Copy the lines below verbatim, from the very first one through the line that contains "POLYGON ((157 229, 153", including that line.

(Segmentation dataset excerpts)
|---|

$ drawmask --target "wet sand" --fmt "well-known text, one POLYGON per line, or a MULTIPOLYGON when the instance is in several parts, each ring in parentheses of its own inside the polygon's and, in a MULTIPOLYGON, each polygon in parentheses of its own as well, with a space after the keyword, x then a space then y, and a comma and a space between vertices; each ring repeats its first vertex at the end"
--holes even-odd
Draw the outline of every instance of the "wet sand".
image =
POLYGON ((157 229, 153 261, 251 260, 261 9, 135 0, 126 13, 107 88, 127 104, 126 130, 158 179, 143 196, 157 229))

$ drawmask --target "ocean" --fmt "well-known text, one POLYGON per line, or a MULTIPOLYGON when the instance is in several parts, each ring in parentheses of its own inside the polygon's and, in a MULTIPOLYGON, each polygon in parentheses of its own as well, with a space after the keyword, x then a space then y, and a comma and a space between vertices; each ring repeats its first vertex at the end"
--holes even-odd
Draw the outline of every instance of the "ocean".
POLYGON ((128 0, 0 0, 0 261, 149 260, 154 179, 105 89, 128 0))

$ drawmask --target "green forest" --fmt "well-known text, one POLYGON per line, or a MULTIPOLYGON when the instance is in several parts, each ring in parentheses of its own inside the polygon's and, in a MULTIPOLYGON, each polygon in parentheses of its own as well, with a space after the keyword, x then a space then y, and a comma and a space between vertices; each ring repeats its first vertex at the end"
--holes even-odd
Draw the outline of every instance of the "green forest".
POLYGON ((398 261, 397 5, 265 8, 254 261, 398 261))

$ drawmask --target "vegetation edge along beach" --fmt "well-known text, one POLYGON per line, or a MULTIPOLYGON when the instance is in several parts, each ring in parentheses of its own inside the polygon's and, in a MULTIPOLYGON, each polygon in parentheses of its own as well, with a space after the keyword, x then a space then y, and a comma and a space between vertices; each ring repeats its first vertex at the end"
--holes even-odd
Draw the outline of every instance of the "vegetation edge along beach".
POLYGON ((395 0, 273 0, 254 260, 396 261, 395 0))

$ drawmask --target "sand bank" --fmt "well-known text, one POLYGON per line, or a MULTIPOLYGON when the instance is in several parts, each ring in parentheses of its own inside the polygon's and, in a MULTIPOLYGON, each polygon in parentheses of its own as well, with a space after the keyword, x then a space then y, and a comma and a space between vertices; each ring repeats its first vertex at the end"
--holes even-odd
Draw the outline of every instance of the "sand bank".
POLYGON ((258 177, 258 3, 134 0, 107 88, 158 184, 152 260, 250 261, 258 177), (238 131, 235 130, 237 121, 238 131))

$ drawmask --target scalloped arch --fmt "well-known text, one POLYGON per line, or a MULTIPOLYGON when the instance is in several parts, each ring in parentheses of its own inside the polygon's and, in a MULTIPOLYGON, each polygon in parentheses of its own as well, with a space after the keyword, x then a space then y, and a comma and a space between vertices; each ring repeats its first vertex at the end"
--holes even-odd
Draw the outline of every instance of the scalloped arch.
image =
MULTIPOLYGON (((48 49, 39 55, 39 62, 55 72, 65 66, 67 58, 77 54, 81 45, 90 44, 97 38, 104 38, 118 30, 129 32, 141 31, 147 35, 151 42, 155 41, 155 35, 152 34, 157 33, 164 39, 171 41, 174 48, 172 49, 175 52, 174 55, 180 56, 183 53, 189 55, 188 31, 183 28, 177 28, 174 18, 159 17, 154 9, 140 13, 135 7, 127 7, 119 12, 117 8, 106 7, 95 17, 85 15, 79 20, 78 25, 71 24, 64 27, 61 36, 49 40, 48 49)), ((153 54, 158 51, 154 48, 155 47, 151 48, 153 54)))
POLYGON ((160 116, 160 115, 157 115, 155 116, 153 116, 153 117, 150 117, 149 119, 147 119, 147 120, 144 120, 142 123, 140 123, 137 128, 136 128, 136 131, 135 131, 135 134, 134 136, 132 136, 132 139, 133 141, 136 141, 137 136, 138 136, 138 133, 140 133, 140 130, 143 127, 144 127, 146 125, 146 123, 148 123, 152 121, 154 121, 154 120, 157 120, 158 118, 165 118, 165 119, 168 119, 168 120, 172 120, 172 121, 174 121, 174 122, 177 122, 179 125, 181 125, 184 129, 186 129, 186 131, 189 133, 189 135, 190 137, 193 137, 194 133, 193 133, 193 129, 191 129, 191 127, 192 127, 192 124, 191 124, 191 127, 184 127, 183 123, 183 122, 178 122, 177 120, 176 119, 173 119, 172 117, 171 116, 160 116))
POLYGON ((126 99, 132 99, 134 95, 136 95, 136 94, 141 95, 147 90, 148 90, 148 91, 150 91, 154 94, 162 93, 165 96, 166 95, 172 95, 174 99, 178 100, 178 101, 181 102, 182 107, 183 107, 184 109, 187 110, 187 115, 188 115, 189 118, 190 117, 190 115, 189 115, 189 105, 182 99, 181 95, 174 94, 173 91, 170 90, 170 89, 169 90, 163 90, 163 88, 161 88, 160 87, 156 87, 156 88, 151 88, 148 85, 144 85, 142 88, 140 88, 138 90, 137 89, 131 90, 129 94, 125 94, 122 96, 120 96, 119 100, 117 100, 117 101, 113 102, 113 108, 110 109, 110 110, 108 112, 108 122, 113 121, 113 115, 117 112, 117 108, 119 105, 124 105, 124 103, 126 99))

|---|

■ PROBLEM SOLUTION:
$ drawmask --target "wet sand" --fmt "well-known text, one POLYGON per line, or a MULTIPOLYGON when the instance is in several parts, each ring in parentheses of its own inside the polygon's and, in a MULTIPOLYGON, each polygon in parentheses of its own as well, with a space after the keyword, x then a space then y, and a comma and a space between vertices; each ring repeats its first vertex at the end"
--holes even-odd
Draw the outline of every instance of the "wet sand".
image =
POLYGON ((157 229, 153 261, 251 260, 261 9, 135 0, 126 13, 107 88, 127 104, 126 130, 158 179, 143 196, 157 229))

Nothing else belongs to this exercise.